- **Data supplied**:
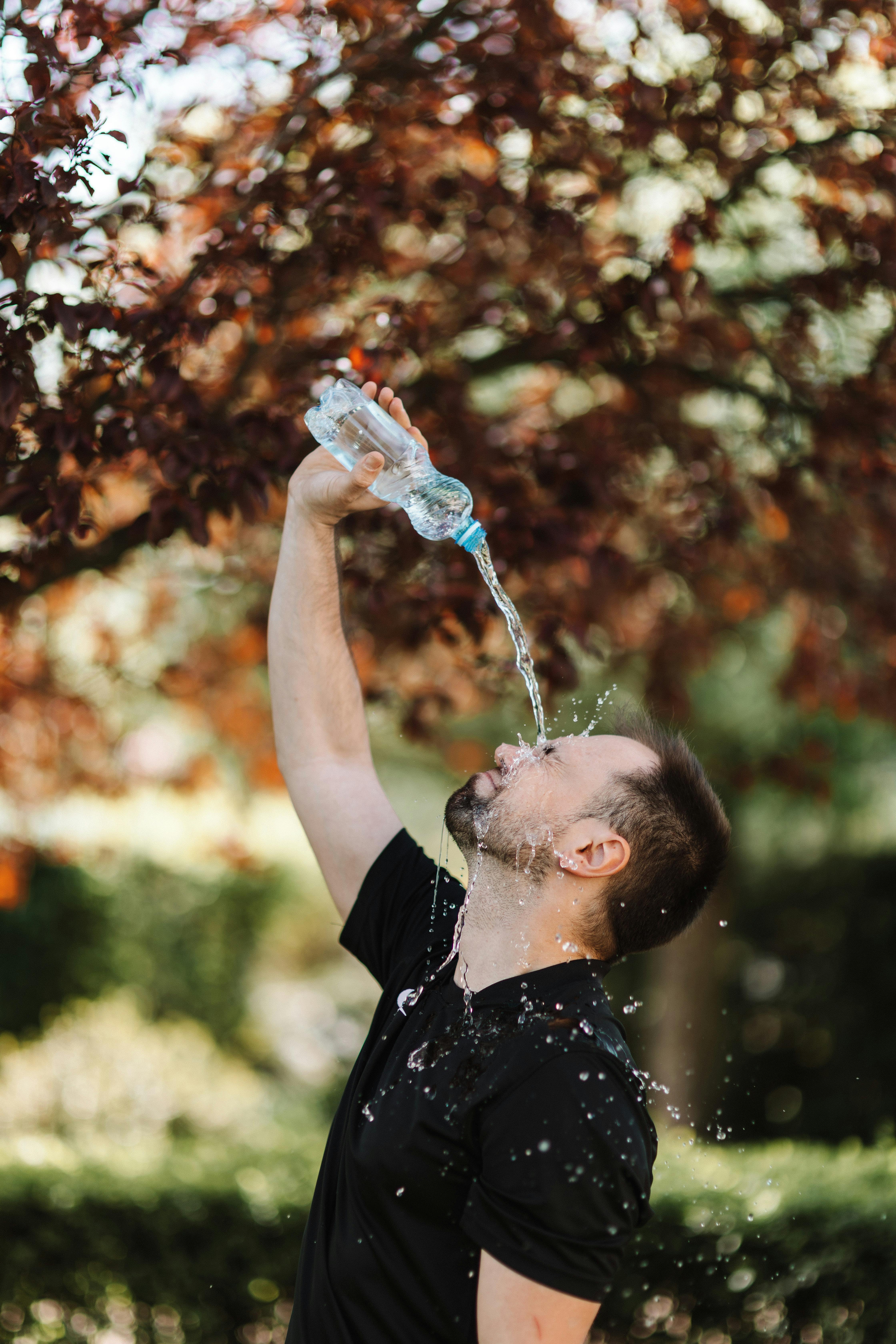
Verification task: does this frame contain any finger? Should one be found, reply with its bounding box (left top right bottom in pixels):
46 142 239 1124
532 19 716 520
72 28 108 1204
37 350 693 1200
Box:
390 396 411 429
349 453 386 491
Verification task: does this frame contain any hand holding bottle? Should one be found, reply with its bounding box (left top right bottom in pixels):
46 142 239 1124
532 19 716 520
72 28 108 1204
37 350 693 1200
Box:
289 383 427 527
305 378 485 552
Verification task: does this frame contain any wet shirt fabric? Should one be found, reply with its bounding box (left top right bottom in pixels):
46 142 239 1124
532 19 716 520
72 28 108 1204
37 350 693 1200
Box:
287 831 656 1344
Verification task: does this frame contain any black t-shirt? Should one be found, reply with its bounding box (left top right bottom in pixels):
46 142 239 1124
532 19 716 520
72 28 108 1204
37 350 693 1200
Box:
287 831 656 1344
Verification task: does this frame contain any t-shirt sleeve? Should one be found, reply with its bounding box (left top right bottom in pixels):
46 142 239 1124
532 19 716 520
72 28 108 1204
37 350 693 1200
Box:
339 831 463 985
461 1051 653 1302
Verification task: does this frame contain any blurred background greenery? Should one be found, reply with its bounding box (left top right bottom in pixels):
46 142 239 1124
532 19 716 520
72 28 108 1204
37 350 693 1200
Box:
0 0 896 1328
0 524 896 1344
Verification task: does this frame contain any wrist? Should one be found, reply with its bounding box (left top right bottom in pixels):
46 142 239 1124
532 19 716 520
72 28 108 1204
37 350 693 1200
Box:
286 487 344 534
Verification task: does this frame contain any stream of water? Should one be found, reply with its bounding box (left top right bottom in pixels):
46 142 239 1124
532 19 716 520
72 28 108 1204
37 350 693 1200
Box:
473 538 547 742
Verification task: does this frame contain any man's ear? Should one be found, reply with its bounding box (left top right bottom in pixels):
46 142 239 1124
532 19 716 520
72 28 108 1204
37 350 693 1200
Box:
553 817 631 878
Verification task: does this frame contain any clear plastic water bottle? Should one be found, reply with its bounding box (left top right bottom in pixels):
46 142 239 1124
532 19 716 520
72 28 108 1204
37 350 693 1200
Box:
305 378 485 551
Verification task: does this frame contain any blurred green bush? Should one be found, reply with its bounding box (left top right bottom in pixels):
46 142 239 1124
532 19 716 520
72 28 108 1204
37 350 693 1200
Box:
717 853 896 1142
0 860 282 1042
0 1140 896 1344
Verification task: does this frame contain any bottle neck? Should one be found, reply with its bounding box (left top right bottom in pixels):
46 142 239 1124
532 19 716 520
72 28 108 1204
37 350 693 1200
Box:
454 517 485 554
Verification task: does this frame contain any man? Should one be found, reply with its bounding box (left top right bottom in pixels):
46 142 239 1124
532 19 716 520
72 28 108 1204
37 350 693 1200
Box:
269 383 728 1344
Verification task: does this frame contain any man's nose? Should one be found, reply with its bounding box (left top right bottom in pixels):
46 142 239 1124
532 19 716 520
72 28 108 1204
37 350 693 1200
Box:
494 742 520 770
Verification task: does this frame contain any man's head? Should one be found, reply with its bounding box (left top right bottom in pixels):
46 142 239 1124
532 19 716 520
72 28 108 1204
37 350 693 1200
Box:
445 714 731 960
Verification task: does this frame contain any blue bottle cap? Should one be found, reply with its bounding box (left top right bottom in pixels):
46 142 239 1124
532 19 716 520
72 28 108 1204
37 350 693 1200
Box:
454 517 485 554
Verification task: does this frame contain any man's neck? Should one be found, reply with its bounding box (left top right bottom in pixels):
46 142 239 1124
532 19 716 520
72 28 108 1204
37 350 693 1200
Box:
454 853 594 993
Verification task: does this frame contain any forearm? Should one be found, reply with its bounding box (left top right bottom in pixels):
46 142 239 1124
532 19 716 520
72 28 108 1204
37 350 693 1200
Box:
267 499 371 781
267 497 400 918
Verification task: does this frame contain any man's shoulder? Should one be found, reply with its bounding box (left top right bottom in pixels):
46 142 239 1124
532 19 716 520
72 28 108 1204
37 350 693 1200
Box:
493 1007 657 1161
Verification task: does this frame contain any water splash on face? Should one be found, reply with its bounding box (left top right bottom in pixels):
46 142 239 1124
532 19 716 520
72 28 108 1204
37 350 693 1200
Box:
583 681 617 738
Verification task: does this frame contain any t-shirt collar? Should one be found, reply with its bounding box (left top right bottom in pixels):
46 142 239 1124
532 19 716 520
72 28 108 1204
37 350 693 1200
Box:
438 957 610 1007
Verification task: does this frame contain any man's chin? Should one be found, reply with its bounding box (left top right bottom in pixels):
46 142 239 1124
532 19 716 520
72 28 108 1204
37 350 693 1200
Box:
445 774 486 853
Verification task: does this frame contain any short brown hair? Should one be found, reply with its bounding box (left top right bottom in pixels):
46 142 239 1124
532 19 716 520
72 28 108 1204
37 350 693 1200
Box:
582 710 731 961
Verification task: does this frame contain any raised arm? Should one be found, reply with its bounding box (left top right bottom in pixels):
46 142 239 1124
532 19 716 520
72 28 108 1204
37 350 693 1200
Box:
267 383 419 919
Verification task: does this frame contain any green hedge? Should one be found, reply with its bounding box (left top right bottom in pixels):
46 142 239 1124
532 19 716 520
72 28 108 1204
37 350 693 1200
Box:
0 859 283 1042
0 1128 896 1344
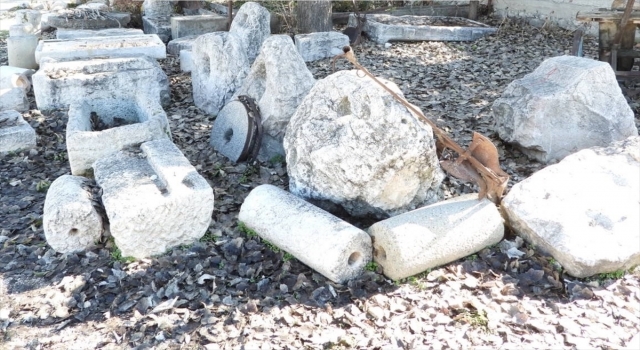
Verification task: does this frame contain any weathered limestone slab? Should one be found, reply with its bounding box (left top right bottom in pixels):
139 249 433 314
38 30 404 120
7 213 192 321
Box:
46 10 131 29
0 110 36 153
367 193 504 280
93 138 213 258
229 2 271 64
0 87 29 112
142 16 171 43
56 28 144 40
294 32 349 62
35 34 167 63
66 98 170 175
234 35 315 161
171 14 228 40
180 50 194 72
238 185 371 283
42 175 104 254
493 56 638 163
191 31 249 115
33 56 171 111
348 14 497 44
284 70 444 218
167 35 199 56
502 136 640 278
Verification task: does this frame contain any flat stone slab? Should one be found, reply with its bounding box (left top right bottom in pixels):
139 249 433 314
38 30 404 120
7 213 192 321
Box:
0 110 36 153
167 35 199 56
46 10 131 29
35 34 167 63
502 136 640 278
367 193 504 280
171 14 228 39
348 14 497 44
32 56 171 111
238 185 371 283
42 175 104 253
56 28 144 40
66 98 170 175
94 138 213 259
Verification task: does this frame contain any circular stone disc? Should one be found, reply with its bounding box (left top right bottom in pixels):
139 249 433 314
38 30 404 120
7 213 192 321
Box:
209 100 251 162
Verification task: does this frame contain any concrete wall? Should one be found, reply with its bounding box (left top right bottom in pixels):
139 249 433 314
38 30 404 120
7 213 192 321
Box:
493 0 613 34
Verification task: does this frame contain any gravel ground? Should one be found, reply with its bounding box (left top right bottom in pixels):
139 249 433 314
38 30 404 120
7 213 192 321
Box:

- **Stated task**: Arrange the record lines from the line containing "Verification task: does this frame contain any bottle" through the line containing "269 383 728 1344", both included, as a Markdown table with the columns "Row" and "Line text", numbering each row and omitting any blank lines.

- **Right answer**:
| Row | Line text |
|---|---|
| 1 | Verification task: does this frame contain any bottle neck? Should one be found, reply with its bounding box (left top right bottom in pixels): |
| 2 | 46 142 239 1124 |
| 3 | 532 19 716 520 |
| 4 | 72 28 108 1204 |
| 5 | 37 350 693 1200 |
| 6 | Box: |
| 7 | 454 517 485 554 |
| 8 | Verification task: does this frame contain any man? Should one be found, reply with its bounding box (left top right bottom in pixels): |
| 9 | 46 142 239 1124 |
| 10 | 532 19 716 520 |
| 11 | 72 28 108 1204 |
| 12 | 37 350 693 1200 |
| 13 | Box: |
| 14 | 269 383 728 1344 |